■ Task data:
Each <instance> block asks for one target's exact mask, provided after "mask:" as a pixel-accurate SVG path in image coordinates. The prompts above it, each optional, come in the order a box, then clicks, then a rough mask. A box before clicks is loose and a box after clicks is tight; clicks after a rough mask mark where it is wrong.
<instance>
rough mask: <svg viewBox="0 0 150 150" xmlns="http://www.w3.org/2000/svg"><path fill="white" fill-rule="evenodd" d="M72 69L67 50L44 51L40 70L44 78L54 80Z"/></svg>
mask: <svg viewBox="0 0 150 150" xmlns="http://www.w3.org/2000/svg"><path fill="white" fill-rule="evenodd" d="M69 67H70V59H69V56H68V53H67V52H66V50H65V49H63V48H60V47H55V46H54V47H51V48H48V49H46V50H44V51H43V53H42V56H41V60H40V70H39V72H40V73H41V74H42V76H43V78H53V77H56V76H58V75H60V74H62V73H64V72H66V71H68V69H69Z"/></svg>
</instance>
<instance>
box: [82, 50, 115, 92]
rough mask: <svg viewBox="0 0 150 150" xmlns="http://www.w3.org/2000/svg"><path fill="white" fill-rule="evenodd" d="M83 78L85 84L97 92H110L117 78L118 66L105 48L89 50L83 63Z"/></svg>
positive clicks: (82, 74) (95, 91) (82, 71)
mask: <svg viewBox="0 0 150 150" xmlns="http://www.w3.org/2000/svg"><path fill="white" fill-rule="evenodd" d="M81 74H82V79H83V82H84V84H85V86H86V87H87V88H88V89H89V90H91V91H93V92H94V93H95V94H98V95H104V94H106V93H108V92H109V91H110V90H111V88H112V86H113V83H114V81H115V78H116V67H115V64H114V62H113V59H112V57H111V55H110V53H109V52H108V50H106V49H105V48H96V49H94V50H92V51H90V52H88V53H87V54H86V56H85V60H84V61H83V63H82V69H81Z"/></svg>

■ Aim of the exercise: The lines you need are those containing "instance"; find them in the records and copy them.

■ Answer to this exercise:
Each <instance> block asks for one target's exact mask, provided after "mask:" as a pixel-accurate SVG path in image coordinates. The prompts above it, each optional, come in the order a box, then clicks, then a rough mask. A box before clicks is loose and a box after clicks is tight; clicks after a rough mask mark where it is wrong.
<instance>
</instance>
<instance>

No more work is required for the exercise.